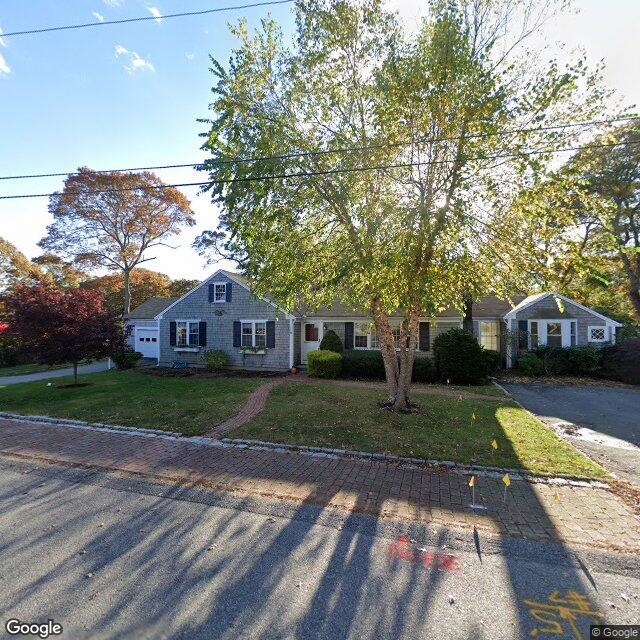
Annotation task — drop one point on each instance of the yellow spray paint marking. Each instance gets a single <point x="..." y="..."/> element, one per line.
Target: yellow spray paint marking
<point x="560" y="612"/>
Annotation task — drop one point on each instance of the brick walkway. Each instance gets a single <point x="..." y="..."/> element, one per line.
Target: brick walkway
<point x="253" y="406"/>
<point x="581" y="516"/>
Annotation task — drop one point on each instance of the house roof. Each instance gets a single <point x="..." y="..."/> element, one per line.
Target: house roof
<point x="150" y="308"/>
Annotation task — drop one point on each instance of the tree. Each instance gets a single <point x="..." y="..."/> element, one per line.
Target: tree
<point x="113" y="219"/>
<point x="50" y="325"/>
<point x="396" y="222"/>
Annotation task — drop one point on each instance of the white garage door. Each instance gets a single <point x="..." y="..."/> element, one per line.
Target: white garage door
<point x="147" y="342"/>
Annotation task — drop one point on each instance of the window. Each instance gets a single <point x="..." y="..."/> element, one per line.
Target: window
<point x="187" y="333"/>
<point x="254" y="333"/>
<point x="311" y="332"/>
<point x="554" y="334"/>
<point x="533" y="335"/>
<point x="219" y="291"/>
<point x="490" y="335"/>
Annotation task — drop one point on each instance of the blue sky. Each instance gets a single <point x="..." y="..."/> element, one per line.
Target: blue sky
<point x="129" y="95"/>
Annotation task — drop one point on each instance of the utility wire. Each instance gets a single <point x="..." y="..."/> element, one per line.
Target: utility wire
<point x="309" y="174"/>
<point x="302" y="154"/>
<point x="68" y="27"/>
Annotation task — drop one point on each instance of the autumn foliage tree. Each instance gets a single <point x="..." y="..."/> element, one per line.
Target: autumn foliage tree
<point x="112" y="220"/>
<point x="51" y="326"/>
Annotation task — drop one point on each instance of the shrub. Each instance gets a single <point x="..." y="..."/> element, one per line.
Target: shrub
<point x="125" y="358"/>
<point x="324" y="364"/>
<point x="363" y="364"/>
<point x="331" y="342"/>
<point x="459" y="358"/>
<point x="492" y="361"/>
<point x="424" y="370"/>
<point x="215" y="359"/>
<point x="530" y="364"/>
<point x="620" y="361"/>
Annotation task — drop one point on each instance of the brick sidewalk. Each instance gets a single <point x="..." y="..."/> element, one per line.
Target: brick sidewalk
<point x="582" y="516"/>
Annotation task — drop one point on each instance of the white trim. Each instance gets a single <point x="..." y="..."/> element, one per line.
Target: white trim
<point x="605" y="329"/>
<point x="517" y="309"/>
<point x="224" y="299"/>
<point x="231" y="277"/>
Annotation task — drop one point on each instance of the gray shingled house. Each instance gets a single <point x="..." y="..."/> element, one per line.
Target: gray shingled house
<point x="222" y="313"/>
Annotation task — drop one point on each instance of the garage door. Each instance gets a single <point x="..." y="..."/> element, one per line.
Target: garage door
<point x="147" y="342"/>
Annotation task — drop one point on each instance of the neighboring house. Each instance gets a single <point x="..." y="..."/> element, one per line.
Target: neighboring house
<point x="222" y="313"/>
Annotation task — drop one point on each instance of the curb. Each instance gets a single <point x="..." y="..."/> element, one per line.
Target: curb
<point x="318" y="452"/>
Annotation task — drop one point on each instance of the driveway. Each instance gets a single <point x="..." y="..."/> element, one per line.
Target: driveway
<point x="93" y="367"/>
<point x="604" y="422"/>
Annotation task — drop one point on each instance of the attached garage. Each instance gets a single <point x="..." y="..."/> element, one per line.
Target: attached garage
<point x="142" y="327"/>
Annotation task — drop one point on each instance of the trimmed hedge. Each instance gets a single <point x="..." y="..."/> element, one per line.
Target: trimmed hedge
<point x="215" y="359"/>
<point x="459" y="358"/>
<point x="324" y="364"/>
<point x="331" y="342"/>
<point x="622" y="361"/>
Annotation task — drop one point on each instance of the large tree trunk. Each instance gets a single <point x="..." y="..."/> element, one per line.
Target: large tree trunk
<point x="398" y="364"/>
<point x="127" y="292"/>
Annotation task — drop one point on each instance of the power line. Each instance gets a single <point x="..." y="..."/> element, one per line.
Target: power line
<point x="300" y="154"/>
<point x="142" y="18"/>
<point x="310" y="174"/>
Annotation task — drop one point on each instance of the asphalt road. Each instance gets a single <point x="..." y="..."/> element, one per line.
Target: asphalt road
<point x="608" y="421"/>
<point x="109" y="556"/>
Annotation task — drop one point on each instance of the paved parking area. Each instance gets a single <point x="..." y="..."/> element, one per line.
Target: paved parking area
<point x="608" y="420"/>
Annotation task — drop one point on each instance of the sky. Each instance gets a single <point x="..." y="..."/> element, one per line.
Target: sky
<point x="130" y="95"/>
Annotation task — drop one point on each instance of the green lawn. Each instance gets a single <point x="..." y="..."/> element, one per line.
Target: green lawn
<point x="21" y="369"/>
<point x="349" y="418"/>
<point x="190" y="405"/>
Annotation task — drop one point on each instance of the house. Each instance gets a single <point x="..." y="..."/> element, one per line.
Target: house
<point x="222" y="313"/>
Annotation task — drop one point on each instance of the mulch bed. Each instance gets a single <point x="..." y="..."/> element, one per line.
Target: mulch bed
<point x="198" y="372"/>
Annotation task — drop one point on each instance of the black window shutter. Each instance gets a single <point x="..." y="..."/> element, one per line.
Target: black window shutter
<point x="348" y="335"/>
<point x="523" y="328"/>
<point x="424" y="338"/>
<point x="202" y="337"/>
<point x="271" y="334"/>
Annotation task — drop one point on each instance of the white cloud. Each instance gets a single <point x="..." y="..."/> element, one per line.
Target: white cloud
<point x="136" y="62"/>
<point x="155" y="12"/>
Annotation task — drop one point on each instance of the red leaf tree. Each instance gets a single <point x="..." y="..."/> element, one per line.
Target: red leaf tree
<point x="56" y="326"/>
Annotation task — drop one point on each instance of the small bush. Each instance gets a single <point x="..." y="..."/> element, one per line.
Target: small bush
<point x="324" y="364"/>
<point x="529" y="364"/>
<point x="215" y="359"/>
<point x="126" y="358"/>
<point x="331" y="342"/>
<point x="424" y="370"/>
<point x="621" y="362"/>
<point x="459" y="358"/>
<point x="492" y="361"/>
<point x="363" y="364"/>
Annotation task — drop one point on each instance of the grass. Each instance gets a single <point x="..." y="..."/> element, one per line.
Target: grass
<point x="189" y="405"/>
<point x="349" y="418"/>
<point x="21" y="369"/>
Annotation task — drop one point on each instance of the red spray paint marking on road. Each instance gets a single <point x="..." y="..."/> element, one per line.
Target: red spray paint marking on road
<point x="403" y="550"/>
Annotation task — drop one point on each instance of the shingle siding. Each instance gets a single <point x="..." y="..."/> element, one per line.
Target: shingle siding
<point x="220" y="317"/>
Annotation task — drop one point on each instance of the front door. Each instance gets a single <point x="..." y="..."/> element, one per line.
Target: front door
<point x="311" y="337"/>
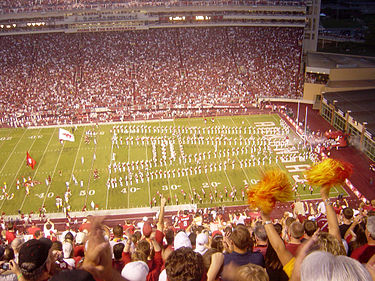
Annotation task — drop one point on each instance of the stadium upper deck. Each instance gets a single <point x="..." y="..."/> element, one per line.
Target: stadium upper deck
<point x="16" y="6"/>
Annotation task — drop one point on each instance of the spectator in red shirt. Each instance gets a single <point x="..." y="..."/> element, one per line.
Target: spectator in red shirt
<point x="261" y="239"/>
<point x="32" y="229"/>
<point x="10" y="234"/>
<point x="295" y="232"/>
<point x="365" y="252"/>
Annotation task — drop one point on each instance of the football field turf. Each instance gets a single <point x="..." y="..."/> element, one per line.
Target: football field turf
<point x="205" y="162"/>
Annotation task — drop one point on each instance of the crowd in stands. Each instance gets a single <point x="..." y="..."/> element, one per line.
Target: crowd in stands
<point x="14" y="6"/>
<point x="330" y="241"/>
<point x="100" y="77"/>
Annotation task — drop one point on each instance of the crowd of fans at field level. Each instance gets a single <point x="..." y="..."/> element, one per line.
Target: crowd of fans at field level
<point x="17" y="6"/>
<point x="102" y="77"/>
<point x="330" y="242"/>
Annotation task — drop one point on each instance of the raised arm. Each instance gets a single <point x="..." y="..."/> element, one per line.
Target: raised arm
<point x="274" y="238"/>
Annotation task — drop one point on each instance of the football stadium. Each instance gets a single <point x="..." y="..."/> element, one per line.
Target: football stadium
<point x="182" y="140"/>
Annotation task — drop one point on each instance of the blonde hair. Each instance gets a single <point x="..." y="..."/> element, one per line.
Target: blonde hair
<point x="323" y="266"/>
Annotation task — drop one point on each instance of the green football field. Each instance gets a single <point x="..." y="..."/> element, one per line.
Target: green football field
<point x="205" y="162"/>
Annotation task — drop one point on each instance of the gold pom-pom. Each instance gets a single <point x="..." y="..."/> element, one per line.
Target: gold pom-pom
<point x="273" y="187"/>
<point x="328" y="173"/>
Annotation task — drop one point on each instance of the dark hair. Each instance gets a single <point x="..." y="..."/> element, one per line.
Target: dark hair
<point x="136" y="236"/>
<point x="207" y="258"/>
<point x="241" y="238"/>
<point x="296" y="230"/>
<point x="37" y="233"/>
<point x="184" y="265"/>
<point x="193" y="238"/>
<point x="69" y="236"/>
<point x="118" y="231"/>
<point x="56" y="245"/>
<point x="278" y="227"/>
<point x="117" y="250"/>
<point x="217" y="243"/>
<point x="260" y="233"/>
<point x="289" y="221"/>
<point x="8" y="254"/>
<point x="142" y="250"/>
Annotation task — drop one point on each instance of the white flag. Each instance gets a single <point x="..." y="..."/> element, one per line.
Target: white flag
<point x="65" y="135"/>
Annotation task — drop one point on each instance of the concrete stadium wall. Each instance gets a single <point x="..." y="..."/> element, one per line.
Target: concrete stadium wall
<point x="310" y="91"/>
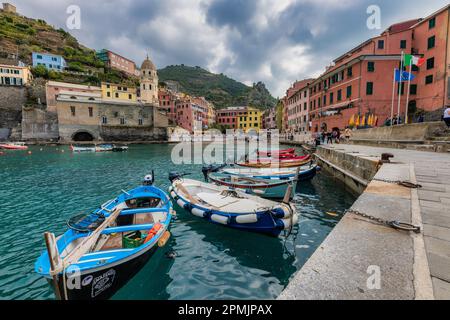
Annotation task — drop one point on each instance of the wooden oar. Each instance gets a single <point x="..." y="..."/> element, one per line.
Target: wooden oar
<point x="75" y="255"/>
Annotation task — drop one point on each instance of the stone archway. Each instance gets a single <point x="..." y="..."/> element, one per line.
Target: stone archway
<point x="83" y="136"/>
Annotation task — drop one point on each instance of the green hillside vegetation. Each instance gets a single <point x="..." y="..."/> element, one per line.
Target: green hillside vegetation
<point x="217" y="88"/>
<point x="30" y="35"/>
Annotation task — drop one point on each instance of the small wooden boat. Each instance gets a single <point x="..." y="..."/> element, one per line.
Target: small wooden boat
<point x="266" y="188"/>
<point x="14" y="146"/>
<point x="276" y="153"/>
<point x="119" y="148"/>
<point x="279" y="163"/>
<point x="306" y="172"/>
<point x="221" y="205"/>
<point x="104" y="148"/>
<point x="79" y="149"/>
<point x="103" y="250"/>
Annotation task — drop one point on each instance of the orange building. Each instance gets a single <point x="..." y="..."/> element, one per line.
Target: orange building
<point x="359" y="85"/>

━━━━━━━━━━━━━━━━━━━━━━━━━━━━━━

- **CONSEGNA**
Cambia "wooden" in "timber" nelle righe dell'elenco che cominciano con quella contenente "the white flag." e terminano con la fine dell'elenco, lasciando tutto il resto invariato. Riporta soltanto queste righe e ometti le immagini.

- **RISULTATO**
Annotation task — drop one point on each instance of the white flag. Each instance gets a single <point x="..." y="..."/> element, one per line.
Target: white flag
<point x="65" y="135"/>
Annotation task — drop one point on each instance of the concrete stadium wall. Each instance gets a single <point x="..." y="..."/> element, one per line.
Target: concrete stadium wall
<point x="310" y="91"/>
Annotation task — drop one point on each instance of the timber oar. Each instance gets a single <point x="..." y="..."/> element, one per line.
Target: timber oar
<point x="75" y="255"/>
Annotation task — drop one point on each instance of the stone archway. Each instance gets a single <point x="..." y="..."/> element, one per line.
Target: stone archway
<point x="83" y="136"/>
Annotation task — drop one point on each instance of the green hillside vegetation. Each instance gets a single <point x="..." y="..."/> element, one per line.
Target: green hillside vegetation
<point x="217" y="88"/>
<point x="30" y="35"/>
Annotation task — drop one point on each instance of the small timber boat. Each instance gets a single <point x="..." y="..."/> element, one per line.
Target: small timber boat
<point x="266" y="188"/>
<point x="14" y="146"/>
<point x="276" y="153"/>
<point x="119" y="148"/>
<point x="279" y="163"/>
<point x="306" y="172"/>
<point x="221" y="205"/>
<point x="104" y="148"/>
<point x="79" y="149"/>
<point x="103" y="250"/>
Annotation task — drop one point on each instance of the orange building. Each instance gets a single <point x="..." y="..."/> element, one per line.
Target: orange building
<point x="359" y="85"/>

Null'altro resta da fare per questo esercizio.